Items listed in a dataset
= = = =
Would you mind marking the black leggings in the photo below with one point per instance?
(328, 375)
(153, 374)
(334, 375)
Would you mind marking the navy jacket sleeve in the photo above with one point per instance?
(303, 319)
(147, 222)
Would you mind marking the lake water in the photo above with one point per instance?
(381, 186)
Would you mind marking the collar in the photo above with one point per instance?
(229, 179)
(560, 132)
= = = =
■ **INSTRUCTION**:
Please copy every line from the one containing "Would you mind marking the navy" through the end of the records above, inclusive, shifting each coordinate value by adding 48 and leaving all other text unchanged.

■ **THE ANSWER**:
Would you mind marking the navy jacket sleeve in the photo above with one point per instance?
(351, 367)
(195, 270)
Would you mind marking the lake water in the photo above with one point per instance?
(429, 234)
Would you mind marking the collar in the photo above with one point per instance?
(277, 227)
(608, 180)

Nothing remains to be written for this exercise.